### What is required
Pull out, word for word, every line of the records from the line with "Question. For every instance of the striped" through the last line of the records, including both.

### Record list

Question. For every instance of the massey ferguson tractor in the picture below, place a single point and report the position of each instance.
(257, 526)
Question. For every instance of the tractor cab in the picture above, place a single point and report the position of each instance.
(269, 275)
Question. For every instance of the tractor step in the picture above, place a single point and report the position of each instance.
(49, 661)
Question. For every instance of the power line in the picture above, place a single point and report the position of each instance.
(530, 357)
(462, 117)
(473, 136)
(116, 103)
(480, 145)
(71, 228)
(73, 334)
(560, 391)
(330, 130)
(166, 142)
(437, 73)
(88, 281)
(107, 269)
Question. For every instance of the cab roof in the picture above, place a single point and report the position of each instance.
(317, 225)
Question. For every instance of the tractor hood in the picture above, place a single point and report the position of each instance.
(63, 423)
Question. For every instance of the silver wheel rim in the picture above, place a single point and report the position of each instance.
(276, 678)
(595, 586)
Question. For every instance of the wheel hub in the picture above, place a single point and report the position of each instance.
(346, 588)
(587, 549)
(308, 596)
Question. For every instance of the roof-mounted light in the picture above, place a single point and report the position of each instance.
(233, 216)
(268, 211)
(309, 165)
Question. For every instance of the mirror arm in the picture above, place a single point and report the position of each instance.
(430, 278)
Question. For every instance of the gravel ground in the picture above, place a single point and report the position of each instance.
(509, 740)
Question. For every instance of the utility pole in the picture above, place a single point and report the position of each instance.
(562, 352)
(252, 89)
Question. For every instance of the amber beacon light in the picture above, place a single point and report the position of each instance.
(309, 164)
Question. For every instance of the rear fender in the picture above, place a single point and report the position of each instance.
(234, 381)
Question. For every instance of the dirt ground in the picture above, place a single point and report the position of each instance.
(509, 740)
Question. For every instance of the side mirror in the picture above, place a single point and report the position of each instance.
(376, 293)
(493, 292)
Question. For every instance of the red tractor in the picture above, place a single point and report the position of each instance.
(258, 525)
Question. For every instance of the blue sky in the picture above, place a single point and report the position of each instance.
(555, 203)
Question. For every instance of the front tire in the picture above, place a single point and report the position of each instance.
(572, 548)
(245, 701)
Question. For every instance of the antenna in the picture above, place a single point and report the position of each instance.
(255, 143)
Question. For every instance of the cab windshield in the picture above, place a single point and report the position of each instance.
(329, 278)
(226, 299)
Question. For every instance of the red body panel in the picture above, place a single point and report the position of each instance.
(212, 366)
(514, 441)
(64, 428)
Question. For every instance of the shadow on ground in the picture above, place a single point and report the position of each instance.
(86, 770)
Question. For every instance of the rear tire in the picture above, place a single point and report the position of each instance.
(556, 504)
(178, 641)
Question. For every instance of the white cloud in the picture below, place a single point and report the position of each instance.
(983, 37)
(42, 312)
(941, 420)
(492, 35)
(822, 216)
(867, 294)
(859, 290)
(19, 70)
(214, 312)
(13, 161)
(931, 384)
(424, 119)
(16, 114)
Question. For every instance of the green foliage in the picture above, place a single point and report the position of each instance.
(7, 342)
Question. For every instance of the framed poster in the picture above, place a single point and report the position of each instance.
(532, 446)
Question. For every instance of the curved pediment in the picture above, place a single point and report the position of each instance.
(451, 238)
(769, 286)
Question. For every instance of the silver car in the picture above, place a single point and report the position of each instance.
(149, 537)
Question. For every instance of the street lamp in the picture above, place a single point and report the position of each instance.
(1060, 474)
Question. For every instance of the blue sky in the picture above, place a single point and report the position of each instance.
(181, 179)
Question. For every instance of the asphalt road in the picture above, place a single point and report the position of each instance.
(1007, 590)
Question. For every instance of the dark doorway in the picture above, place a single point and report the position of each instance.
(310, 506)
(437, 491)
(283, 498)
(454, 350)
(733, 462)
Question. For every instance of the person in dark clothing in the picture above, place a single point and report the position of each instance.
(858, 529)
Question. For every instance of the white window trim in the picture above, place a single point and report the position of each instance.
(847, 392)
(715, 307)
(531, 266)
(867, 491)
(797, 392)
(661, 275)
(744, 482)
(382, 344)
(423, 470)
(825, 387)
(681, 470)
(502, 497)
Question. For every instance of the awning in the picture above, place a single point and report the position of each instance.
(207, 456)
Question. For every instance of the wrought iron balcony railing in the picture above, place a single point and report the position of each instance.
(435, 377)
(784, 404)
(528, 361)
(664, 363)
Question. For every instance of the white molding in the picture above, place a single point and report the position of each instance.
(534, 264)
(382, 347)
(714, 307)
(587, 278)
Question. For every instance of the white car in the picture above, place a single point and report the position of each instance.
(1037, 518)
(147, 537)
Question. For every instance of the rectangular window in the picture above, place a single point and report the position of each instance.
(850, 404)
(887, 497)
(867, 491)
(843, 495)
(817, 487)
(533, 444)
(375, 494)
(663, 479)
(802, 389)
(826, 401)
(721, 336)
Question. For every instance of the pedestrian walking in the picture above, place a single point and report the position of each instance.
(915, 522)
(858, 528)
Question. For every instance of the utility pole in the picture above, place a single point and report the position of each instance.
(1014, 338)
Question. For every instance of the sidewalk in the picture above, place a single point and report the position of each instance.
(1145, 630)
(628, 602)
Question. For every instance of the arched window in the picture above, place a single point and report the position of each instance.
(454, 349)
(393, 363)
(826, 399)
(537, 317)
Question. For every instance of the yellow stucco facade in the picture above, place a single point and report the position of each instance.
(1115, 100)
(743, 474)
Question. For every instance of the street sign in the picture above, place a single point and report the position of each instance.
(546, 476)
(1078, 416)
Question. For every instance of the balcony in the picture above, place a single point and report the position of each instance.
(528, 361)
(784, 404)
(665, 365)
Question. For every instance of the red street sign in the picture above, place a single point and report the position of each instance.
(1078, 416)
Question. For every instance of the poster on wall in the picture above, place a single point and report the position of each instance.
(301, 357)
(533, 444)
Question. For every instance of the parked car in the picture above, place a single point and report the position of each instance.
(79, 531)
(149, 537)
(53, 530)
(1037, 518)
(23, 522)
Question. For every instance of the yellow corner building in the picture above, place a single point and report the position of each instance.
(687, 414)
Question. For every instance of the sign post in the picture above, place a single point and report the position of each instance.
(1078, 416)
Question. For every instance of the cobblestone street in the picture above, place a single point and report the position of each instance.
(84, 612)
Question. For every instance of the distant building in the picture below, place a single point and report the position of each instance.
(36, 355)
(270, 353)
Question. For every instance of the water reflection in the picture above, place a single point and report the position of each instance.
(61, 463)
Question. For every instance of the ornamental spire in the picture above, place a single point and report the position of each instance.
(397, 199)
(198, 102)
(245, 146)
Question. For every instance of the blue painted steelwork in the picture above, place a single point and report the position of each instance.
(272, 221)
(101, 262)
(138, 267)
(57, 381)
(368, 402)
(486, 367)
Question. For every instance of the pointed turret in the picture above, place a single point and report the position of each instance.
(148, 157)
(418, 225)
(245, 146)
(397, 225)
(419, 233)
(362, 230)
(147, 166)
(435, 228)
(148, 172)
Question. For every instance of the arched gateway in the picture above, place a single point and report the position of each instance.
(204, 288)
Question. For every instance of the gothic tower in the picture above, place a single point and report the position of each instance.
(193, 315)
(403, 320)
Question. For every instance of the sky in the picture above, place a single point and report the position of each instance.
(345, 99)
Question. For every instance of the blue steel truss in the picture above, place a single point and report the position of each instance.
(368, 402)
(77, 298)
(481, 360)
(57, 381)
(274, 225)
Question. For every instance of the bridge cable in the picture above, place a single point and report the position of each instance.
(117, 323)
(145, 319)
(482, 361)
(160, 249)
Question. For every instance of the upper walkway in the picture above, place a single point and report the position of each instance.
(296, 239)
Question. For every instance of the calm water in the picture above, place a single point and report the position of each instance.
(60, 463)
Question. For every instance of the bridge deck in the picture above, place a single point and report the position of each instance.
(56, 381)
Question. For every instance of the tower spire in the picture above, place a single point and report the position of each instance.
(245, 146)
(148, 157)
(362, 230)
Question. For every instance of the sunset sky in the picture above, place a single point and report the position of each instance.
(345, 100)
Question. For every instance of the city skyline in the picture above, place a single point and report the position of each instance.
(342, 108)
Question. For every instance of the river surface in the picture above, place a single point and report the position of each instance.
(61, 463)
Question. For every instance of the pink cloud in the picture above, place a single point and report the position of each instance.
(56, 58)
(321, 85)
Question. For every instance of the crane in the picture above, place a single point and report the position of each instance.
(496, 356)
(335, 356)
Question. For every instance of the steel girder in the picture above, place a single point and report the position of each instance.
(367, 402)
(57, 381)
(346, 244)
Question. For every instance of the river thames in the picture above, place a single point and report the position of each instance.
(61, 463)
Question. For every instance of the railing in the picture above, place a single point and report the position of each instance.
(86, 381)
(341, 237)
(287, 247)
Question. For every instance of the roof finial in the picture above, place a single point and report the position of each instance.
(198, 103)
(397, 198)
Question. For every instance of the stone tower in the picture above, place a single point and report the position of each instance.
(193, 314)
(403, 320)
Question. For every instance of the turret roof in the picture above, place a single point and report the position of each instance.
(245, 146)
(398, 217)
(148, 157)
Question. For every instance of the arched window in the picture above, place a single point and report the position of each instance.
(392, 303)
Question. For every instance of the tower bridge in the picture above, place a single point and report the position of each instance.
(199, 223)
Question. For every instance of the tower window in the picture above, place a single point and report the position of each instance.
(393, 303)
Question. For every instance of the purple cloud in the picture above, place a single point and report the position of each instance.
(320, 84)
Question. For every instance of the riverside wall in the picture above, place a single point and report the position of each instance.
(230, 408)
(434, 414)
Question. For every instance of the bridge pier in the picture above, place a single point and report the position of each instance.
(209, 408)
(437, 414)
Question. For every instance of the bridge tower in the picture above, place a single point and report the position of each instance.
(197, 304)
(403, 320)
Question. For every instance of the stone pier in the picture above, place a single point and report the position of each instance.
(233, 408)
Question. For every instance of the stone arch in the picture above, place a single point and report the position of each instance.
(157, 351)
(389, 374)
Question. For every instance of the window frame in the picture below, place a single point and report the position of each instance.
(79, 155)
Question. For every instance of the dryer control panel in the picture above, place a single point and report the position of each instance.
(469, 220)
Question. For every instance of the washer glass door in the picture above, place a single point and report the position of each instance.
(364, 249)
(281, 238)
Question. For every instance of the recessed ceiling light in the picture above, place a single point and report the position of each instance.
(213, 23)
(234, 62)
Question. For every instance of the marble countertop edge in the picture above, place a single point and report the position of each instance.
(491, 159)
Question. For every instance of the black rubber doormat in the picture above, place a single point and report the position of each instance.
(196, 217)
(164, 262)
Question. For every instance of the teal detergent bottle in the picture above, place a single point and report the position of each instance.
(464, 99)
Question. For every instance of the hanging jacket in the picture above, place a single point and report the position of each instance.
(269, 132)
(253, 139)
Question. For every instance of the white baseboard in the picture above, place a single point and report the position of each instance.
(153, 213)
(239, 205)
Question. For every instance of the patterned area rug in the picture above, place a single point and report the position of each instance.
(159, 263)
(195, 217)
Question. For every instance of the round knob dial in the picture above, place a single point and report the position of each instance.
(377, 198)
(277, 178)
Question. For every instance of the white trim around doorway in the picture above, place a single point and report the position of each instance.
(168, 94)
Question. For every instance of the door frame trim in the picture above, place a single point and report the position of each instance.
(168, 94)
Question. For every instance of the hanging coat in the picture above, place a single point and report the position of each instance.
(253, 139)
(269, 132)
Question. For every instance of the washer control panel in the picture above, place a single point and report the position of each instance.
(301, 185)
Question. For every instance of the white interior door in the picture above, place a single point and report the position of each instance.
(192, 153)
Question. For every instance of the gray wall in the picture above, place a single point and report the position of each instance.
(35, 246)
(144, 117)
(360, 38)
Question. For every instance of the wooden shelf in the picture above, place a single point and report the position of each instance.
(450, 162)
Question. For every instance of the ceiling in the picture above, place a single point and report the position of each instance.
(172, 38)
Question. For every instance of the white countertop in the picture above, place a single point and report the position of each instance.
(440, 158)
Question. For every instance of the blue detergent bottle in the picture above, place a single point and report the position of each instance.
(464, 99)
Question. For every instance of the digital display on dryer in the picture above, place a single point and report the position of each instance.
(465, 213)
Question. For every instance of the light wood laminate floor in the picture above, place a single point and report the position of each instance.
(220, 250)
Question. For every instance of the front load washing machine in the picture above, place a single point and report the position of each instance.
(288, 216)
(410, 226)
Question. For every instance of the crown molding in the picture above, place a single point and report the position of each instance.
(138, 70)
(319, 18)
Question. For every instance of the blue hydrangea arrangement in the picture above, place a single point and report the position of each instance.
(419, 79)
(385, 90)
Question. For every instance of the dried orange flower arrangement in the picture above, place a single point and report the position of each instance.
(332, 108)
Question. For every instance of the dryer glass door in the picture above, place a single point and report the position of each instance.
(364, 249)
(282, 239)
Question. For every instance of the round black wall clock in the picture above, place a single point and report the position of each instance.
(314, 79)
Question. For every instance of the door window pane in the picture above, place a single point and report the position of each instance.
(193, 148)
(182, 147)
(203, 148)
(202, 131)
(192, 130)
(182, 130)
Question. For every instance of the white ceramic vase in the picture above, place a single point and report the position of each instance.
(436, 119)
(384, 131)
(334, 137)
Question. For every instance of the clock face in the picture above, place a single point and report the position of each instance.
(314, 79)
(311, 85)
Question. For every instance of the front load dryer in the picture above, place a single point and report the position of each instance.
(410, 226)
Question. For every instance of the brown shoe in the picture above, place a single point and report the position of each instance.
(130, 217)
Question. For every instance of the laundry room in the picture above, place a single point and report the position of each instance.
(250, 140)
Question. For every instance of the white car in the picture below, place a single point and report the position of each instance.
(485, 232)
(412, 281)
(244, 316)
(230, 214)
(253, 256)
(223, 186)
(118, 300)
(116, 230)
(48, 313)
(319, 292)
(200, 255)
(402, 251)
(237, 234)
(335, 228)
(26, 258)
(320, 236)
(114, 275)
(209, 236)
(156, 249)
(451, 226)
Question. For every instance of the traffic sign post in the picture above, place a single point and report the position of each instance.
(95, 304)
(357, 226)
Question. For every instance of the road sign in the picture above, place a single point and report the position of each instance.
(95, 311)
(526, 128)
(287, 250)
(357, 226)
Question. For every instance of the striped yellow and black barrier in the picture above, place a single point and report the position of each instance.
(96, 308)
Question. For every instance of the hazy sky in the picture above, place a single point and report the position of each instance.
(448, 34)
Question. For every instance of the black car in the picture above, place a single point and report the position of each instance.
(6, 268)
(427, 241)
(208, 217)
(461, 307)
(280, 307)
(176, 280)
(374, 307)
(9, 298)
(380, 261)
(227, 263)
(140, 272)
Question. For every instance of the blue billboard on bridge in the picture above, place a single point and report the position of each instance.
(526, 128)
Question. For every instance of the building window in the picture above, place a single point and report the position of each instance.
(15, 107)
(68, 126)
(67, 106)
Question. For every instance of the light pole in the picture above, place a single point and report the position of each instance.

### Answer to the task
Question. For every instance of the striped yellow and black barrier in the picture above, place a single point and report the position of each instance.
(96, 308)
Question. For every instance of the hazy sky in the picture above, place a single point and report the position of each instance.
(448, 34)
Question. For every instance of the black car in the picture above, place a single point and report the position of each instance.
(6, 268)
(427, 241)
(208, 217)
(461, 307)
(280, 307)
(176, 280)
(374, 307)
(9, 298)
(380, 261)
(227, 263)
(140, 272)
Question. For every instance of the blue billboard on bridge in the picture above, place a single point and report the position of each instance.
(526, 128)
Question. For every instance of the building window in the picture above, place a single point and report the position of each instance.
(15, 107)
(68, 126)
(67, 106)
Question. For every instance of the light pole in the picture above, place a single point and report the position of each instance.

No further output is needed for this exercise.